[Opening Source records section]

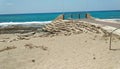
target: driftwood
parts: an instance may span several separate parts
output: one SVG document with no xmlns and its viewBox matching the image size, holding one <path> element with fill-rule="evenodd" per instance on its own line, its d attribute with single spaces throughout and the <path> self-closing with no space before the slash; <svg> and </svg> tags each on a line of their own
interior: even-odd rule
<svg viewBox="0 0 120 69">
<path fill-rule="evenodd" d="M 0 52 L 7 51 L 7 50 L 11 50 L 11 49 L 15 49 L 15 48 L 17 48 L 17 47 L 15 47 L 15 46 L 6 47 L 6 48 L 4 48 L 4 49 L 1 49 Z"/>
<path fill-rule="evenodd" d="M 83 31 L 89 31 L 93 33 L 100 33 L 100 28 L 93 26 L 88 23 L 79 22 L 79 21 L 65 21 L 65 20 L 57 20 L 50 24 L 45 25 L 42 28 L 43 31 L 54 35 L 64 34 L 76 34 L 82 33 Z"/>
</svg>

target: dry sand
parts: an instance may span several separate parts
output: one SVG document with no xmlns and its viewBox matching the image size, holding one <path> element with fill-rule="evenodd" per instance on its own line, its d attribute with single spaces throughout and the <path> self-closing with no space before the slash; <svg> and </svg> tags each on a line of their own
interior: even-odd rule
<svg viewBox="0 0 120 69">
<path fill-rule="evenodd" d="M 120 69 L 120 50 L 109 50 L 101 34 L 17 38 L 0 35 L 0 69 Z M 112 48 L 120 49 L 120 40 Z"/>
<path fill-rule="evenodd" d="M 54 34 L 80 32 L 78 26 L 99 31 L 84 23 L 58 24 L 46 27 L 49 34 L 51 30 Z M 120 39 L 112 38 L 114 50 L 109 50 L 109 37 L 94 31 L 44 37 L 34 32 L 0 34 L 0 69 L 120 69 Z"/>
</svg>

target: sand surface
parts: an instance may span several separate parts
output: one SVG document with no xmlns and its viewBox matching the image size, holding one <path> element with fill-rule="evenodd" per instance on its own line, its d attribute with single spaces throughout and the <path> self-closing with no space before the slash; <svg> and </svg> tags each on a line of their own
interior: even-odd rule
<svg viewBox="0 0 120 69">
<path fill-rule="evenodd" d="M 120 69 L 120 40 L 101 34 L 17 39 L 0 35 L 0 69 Z M 38 34 L 39 35 L 39 34 Z"/>
<path fill-rule="evenodd" d="M 101 24 L 104 26 L 112 26 L 115 28 L 120 28 L 120 22 L 114 23 L 114 22 L 106 22 L 106 21 L 99 21 L 99 20 L 92 20 L 92 19 L 81 19 L 81 20 L 86 21 L 86 22 L 95 23 L 95 24 Z"/>
</svg>

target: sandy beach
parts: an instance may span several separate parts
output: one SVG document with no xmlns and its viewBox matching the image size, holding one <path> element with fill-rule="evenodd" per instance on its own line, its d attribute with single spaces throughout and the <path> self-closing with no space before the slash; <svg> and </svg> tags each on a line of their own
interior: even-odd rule
<svg viewBox="0 0 120 69">
<path fill-rule="evenodd" d="M 0 0 L 0 69 L 120 69 L 120 0 Z"/>
<path fill-rule="evenodd" d="M 57 22 L 45 26 L 47 34 L 0 34 L 0 69 L 120 68 L 118 38 L 113 37 L 114 50 L 109 50 L 109 36 L 99 28 L 80 24 L 84 27 L 78 31 L 79 23 L 59 23 L 56 28 Z"/>
</svg>

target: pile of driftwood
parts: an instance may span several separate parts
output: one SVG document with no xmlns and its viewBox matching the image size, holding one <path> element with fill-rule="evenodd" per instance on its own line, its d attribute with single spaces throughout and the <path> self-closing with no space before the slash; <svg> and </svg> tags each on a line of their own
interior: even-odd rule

[Closing Source records section]

» The task: Please write out all the entries above again exactly as they appear, skipping any images.

» Solution to the exercise:
target: driftwood
parts: an instance may span several separate parts
output: one SVG document with no xmlns and its viewBox matching the image size, holding one <path> element with fill-rule="evenodd" per instance on its own line, its d attribute with single spaces throughout and the <path> self-closing with no space before the slash; <svg> and </svg> tags each on a line of their own
interior: even-odd rule
<svg viewBox="0 0 120 69">
<path fill-rule="evenodd" d="M 0 52 L 7 51 L 7 50 L 11 50 L 11 49 L 15 49 L 15 48 L 17 48 L 17 47 L 15 47 L 15 46 L 6 47 L 6 48 L 4 48 L 4 49 L 1 49 Z"/>
<path fill-rule="evenodd" d="M 83 31 L 89 31 L 93 33 L 100 33 L 100 28 L 93 26 L 88 23 L 79 22 L 79 21 L 65 21 L 65 20 L 57 20 L 50 24 L 45 25 L 42 28 L 43 31 L 54 35 L 64 34 L 76 34 L 82 33 Z"/>
</svg>

target: dry sand
parts: an instance may span several separate parts
output: one SVG document with no xmlns and its viewBox matching the image size, holding one <path> element with fill-rule="evenodd" per instance on its own line, its d attribute with single spaces throughout and the <path> self-closing with no space before the slash; <svg> and </svg> tags each on a line of their own
interior: even-odd rule
<svg viewBox="0 0 120 69">
<path fill-rule="evenodd" d="M 120 69 L 120 50 L 109 50 L 101 34 L 17 38 L 0 35 L 0 69 Z M 112 48 L 120 49 L 120 40 Z"/>
<path fill-rule="evenodd" d="M 54 34 L 80 32 L 78 26 L 99 31 L 84 23 L 58 24 L 46 27 L 49 34 L 51 30 Z M 120 39 L 112 38 L 114 50 L 109 50 L 109 37 L 94 31 L 44 37 L 34 32 L 0 34 L 0 69 L 120 69 Z"/>
</svg>

target: sand surface
parts: an instance may span several separate parts
output: one SVG document with no xmlns and its viewBox matching the image size, holding one <path> element with fill-rule="evenodd" per instance on its own line, its d attribute with single spaces throughout and the <path> self-closing with no space before the slash; <svg> and </svg> tags each on a line of their own
interior: even-odd rule
<svg viewBox="0 0 120 69">
<path fill-rule="evenodd" d="M 120 69 L 120 40 L 101 34 L 17 39 L 0 35 L 0 69 Z M 38 34 L 39 35 L 39 34 Z"/>
<path fill-rule="evenodd" d="M 101 24 L 104 26 L 112 26 L 115 28 L 120 28 L 120 22 L 114 23 L 114 22 L 106 22 L 106 21 L 99 21 L 99 20 L 92 20 L 92 19 L 81 19 L 81 20 L 86 21 L 86 22 L 95 23 L 95 24 Z"/>
</svg>

target: sandy beach
parts: an instance may span several separate parts
output: one SVG document with no xmlns and its viewBox matching the image size, holding one <path> element with fill-rule="evenodd" per instance on its own line, its d attribute with single spaces throughout and the <path> self-closing with no space before the slash; <svg> and </svg> tags each on a line of their own
interior: even-odd rule
<svg viewBox="0 0 120 69">
<path fill-rule="evenodd" d="M 0 0 L 0 69 L 120 69 L 120 0 Z"/>
<path fill-rule="evenodd" d="M 57 22 L 45 26 L 47 34 L 0 34 L 0 69 L 120 68 L 118 38 L 113 37 L 114 50 L 109 50 L 109 36 L 99 28 L 80 24 L 84 27 L 78 31 L 79 23 L 59 23 L 56 28 Z"/>
</svg>

target: pile of driftwood
parts: an instance may span several separate parts
output: one SVG document with no xmlns and its viewBox matching the image size, holding one <path> element with fill-rule="evenodd" per instance on its own line, its d attribute with single spaces throughout and the <path> self-closing with no space before the slash; <svg> and </svg> tags each on a line of their own
interior: even-odd rule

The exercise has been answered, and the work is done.